Please copy all of the material below with every "Return value format" switched to "Output format" and nothing else changed, leaving the pictures out.

[Begin Records]

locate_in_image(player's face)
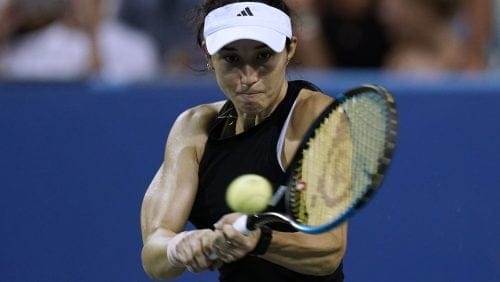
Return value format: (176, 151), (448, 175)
(211, 40), (295, 116)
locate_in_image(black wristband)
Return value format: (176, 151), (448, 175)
(248, 225), (273, 256)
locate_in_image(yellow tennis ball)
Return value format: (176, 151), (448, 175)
(226, 174), (273, 214)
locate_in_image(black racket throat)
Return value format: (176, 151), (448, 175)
(246, 212), (297, 232)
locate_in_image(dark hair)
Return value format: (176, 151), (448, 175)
(195, 0), (290, 47)
(417, 0), (462, 19)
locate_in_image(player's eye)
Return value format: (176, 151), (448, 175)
(223, 55), (240, 64)
(257, 51), (274, 62)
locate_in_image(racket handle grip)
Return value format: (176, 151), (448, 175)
(233, 215), (252, 236)
(208, 215), (252, 260)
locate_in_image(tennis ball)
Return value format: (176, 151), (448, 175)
(226, 174), (273, 214)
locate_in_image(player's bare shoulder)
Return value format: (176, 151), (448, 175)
(175, 101), (224, 136)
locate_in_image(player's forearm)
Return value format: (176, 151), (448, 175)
(262, 225), (347, 276)
(141, 232), (184, 279)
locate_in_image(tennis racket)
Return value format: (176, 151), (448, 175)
(234, 85), (398, 234)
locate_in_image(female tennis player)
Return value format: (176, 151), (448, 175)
(141, 0), (349, 282)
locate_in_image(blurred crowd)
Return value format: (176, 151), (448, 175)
(0, 0), (500, 82)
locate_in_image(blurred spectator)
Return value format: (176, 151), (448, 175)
(0, 0), (158, 82)
(457, 0), (498, 71)
(291, 0), (388, 68)
(380, 0), (467, 71)
(120, 0), (206, 75)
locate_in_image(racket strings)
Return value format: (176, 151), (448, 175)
(295, 107), (353, 225)
(290, 91), (395, 226)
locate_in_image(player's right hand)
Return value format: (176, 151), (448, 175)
(167, 229), (222, 273)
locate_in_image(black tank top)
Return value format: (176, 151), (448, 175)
(189, 81), (343, 282)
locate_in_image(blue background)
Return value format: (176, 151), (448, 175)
(0, 72), (500, 282)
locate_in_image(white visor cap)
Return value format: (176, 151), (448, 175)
(203, 2), (292, 55)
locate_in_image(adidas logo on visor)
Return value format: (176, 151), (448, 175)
(237, 7), (253, 17)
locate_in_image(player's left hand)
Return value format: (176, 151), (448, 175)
(213, 213), (260, 263)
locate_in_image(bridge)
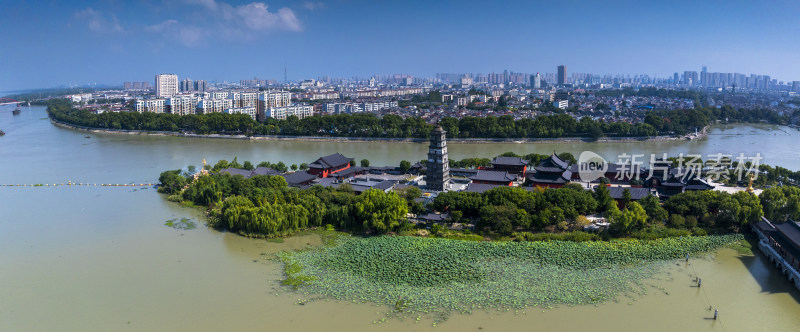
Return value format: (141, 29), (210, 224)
(0, 98), (19, 106)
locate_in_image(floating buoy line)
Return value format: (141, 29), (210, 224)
(0, 181), (158, 187)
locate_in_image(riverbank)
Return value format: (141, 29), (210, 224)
(50, 118), (711, 144)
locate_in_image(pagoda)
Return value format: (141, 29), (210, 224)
(425, 125), (450, 191)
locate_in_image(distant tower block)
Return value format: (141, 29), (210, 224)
(425, 125), (450, 191)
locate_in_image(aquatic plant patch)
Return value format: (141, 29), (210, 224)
(278, 235), (742, 313)
(164, 218), (197, 229)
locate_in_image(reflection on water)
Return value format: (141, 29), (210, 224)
(0, 108), (800, 331)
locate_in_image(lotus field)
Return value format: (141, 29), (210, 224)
(278, 235), (743, 314)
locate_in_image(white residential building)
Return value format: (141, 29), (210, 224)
(228, 92), (258, 108)
(224, 107), (256, 120)
(156, 74), (178, 98)
(134, 99), (166, 113)
(264, 105), (314, 120)
(256, 91), (292, 121)
(165, 94), (200, 115)
(197, 99), (233, 114)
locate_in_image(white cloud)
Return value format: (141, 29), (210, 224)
(236, 2), (301, 31)
(303, 1), (325, 10)
(75, 7), (123, 33)
(144, 20), (178, 32)
(144, 20), (205, 47)
(144, 0), (302, 46)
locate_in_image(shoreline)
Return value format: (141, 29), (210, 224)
(49, 118), (711, 144)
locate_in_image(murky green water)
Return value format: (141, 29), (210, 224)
(0, 108), (800, 331)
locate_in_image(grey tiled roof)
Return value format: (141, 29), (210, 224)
(492, 157), (528, 166)
(608, 187), (650, 201)
(281, 172), (317, 186)
(470, 171), (517, 182)
(308, 153), (353, 168)
(464, 183), (502, 194)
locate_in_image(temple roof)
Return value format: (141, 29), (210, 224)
(470, 171), (517, 182)
(492, 157), (529, 166)
(308, 153), (353, 169)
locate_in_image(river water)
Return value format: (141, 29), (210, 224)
(0, 107), (800, 331)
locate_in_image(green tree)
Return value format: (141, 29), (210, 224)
(353, 189), (408, 233)
(594, 184), (617, 212)
(400, 160), (411, 174)
(639, 195), (669, 224)
(158, 169), (186, 194)
(610, 202), (647, 235)
(622, 188), (631, 209)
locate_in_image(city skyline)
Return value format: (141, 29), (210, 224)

[End Records]

» **Output of the exercise**
locate_in_image(player's face)
Output format: (176, 151), (448, 175)
(211, 40), (295, 116)
locate_in_image(black wristband)
Output format: (176, 151), (448, 175)
(248, 225), (273, 256)
locate_in_image(yellow tennis ball)
Output format: (176, 151), (448, 175)
(226, 174), (273, 214)
locate_in_image(black racket throat)
Output format: (176, 151), (448, 175)
(246, 212), (297, 232)
locate_in_image(dark hair)
Output format: (176, 151), (448, 175)
(195, 0), (290, 47)
(417, 0), (462, 19)
locate_in_image(player's eye)
Output format: (176, 151), (448, 175)
(223, 55), (240, 64)
(257, 51), (274, 62)
locate_in_image(racket handle grip)
Output format: (176, 151), (448, 175)
(233, 215), (252, 236)
(208, 215), (252, 260)
locate_in_image(tennis ball)
Output format: (176, 151), (448, 175)
(226, 174), (273, 214)
locate_in_image(player's bare shoulder)
Output format: (176, 151), (448, 175)
(175, 101), (224, 136)
locate_in_image(player's forearm)
Output format: (176, 151), (448, 175)
(262, 225), (347, 276)
(141, 232), (184, 279)
locate_in_image(tennis racket)
Output format: (176, 151), (448, 175)
(234, 85), (398, 234)
locate_in_image(female tennis player)
Output format: (176, 151), (448, 175)
(141, 0), (349, 282)
locate_in_image(blurred crowd)
Output format: (176, 151), (448, 175)
(0, 0), (500, 82)
locate_in_image(blurred spectator)
Output format: (176, 151), (448, 175)
(0, 0), (158, 82)
(457, 0), (498, 71)
(291, 0), (388, 68)
(380, 0), (467, 71)
(120, 0), (206, 75)
locate_in_image(racket strings)
Output format: (176, 151), (448, 175)
(295, 107), (353, 225)
(290, 91), (395, 226)
locate_in_image(player's right hand)
Output format: (176, 151), (448, 175)
(167, 229), (222, 273)
locate_in_image(black tank top)
Output format: (176, 151), (448, 175)
(189, 81), (343, 282)
locate_in_image(blue background)
Output format: (176, 151), (448, 175)
(0, 72), (500, 282)
locate_in_image(white visor cap)
Output format: (176, 151), (448, 175)
(203, 2), (292, 55)
locate_in_image(adidas logo on visor)
Output format: (176, 151), (448, 175)
(237, 7), (253, 17)
locate_in_image(player's left hand)
Output format: (176, 151), (448, 175)
(213, 213), (260, 263)
locate_in_image(bridge)
Output format: (141, 29), (210, 224)
(0, 98), (19, 106)
locate_in_image(floating buoy line)
Output format: (141, 29), (210, 224)
(0, 181), (158, 187)
locate_in_image(riverbank)
Output format: (141, 29), (210, 224)
(50, 118), (711, 144)
locate_in_image(pagoda)
Output format: (141, 29), (210, 224)
(425, 125), (450, 191)
locate_in_image(distant tower block)
Output format: (141, 29), (210, 224)
(425, 125), (450, 191)
locate_in_image(aquatic plant patch)
Output format: (141, 29), (210, 224)
(278, 235), (742, 313)
(164, 218), (197, 229)
locate_in_image(reflection on water)
Output format: (141, 29), (210, 224)
(0, 108), (800, 331)
locate_in_image(lotus field)
Output format: (141, 29), (210, 224)
(278, 235), (743, 314)
locate_in_image(white residential building)
Output format: (141, 29), (210, 224)
(228, 92), (258, 108)
(224, 107), (256, 120)
(156, 74), (178, 98)
(134, 99), (166, 113)
(264, 105), (314, 120)
(256, 91), (292, 121)
(165, 94), (200, 115)
(197, 99), (233, 114)
locate_in_image(white cloud)
Output format: (141, 29), (210, 224)
(236, 2), (301, 31)
(303, 1), (325, 10)
(75, 7), (123, 33)
(144, 20), (178, 32)
(144, 20), (205, 47)
(144, 0), (302, 46)
locate_in_image(shoreline)
Output format: (141, 29), (210, 224)
(49, 118), (711, 144)
locate_in_image(murky green water)
Output format: (141, 29), (210, 224)
(0, 108), (800, 331)
locate_in_image(grey tiled roof)
Output format: (141, 29), (210, 224)
(492, 157), (528, 166)
(608, 187), (650, 201)
(281, 172), (317, 186)
(470, 171), (517, 182)
(308, 153), (353, 168)
(464, 183), (502, 194)
locate_in_image(temple roof)
Output format: (141, 29), (210, 224)
(470, 171), (517, 182)
(492, 157), (529, 166)
(308, 153), (353, 169)
locate_in_image(river water)
Output format: (141, 29), (210, 224)
(0, 107), (800, 331)
locate_in_image(green tree)
Output format: (141, 29), (210, 224)
(353, 189), (408, 233)
(594, 184), (617, 212)
(400, 160), (411, 174)
(639, 195), (669, 224)
(158, 169), (186, 194)
(610, 202), (647, 235)
(622, 188), (631, 209)
locate_in_image(city skyline)
Output format: (141, 29), (210, 224)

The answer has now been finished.